begin TEXT PROVIDED

The "Collective Code Ownership" trap

Extreme Programming (XP) advocates collective code ownership — everyone owns everything and can change anything. This is powerful for a small, co-located, highly disciplined XP team. It is catastrophic at scale in a large organisation where it becomes a rationalisation for nobody owning anything.

→ Deep Dive: Diffusion of Responsibility → Deep Dive: Team Topologies

The DORA Metrics — Measuring Team Effectiveness

The DevOps Research and Assessment (DORA) metrics are the industry-standard measures of software delivery performance.

Metric	What it measures	Elite performers
Deployment Frequency	How often code is deployed to production	Multiple times per day
Lead Time for Changes	Time from code commit to production	Less than 1 hour
Change Failure Rate	% of deployments causing incidents	0–15%
Time to Restore Service	Time to recover from a production failure	Less than 1 hour

Why DORA matters for Principal Engineers

Principal Engineers are expected to move the needle on DORA metrics for their engineering organisation — not by working harder themselves, but by reducing systemic impediments (slow CI, cumbersome review processes, missing feature flags, poor observability) that affect all teams.

end TEXT PROVIDED

● **WHAT TO DO**
• 1. Reproduce the span of the passage about code ownership and DORA metrics between "Extreme Programming (XP)" and "software delivery performance.", inclusive, swapping "organisation" for "company".
• 2. Extend the passage about code ownership and DORA metrics, picking up right after its final sentence.
The data has no connection to the passage about code ownership and DORA metrics.

begin COLLECTED DATA

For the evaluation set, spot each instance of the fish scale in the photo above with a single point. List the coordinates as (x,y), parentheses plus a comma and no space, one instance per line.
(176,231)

end COLLECTED DATA

● **RESPONSES FOR EACH TASK**
• 1.
Extreme Programming (XP) advocates collective code ownership — everyone owns everything and can change anything. This is powerful for a small, co-located, highly disciplined XP team. It is catastrophic at scale in a large company where it becomes a rationalisation for nobody owning anything.

→ Deep Dive: Diffusion of Responsibility → Deep Dive: Team Topologies

The DORA Metrics — Measuring Team Effectiveness

The DevOps Research and Assessment (DORA) metrics are the industry-standard measures of software delivery performance.

• 2.
Making Effective Engineering Teams — Checklist

A Principal Engineer evaluating or building a team should check:

Team Structure

[ ] Team is sized by the 2-pizza rule (6–8 engineers max for stream-aligned work)
[ ] Team is cross-functional: can deliver end-to-end without external dependencies for routine work
[ ] Cognitive load of the domain is appropriate for the team size
[ ] Team has a named technical lead (not just a manager) responsible for architectural decisions

Definition of Done & Quality

[ ] Definition of Done is explicit and agreed — not just "PR merged"
[ ] Code review standards are written and enforced, not just assumed
[ ] SLOs are defined and the team receives alerts when they are breached
[ ] Runbooks exist for every significant failure mode

Communication & Collaboration

[ ] Team has a regular architecture/design session (not just sprint planning)
[ ] ADRs are written for significant decisions and accessible to all
[ ] Cross-team interfaces are documented (API contracts, event schemas)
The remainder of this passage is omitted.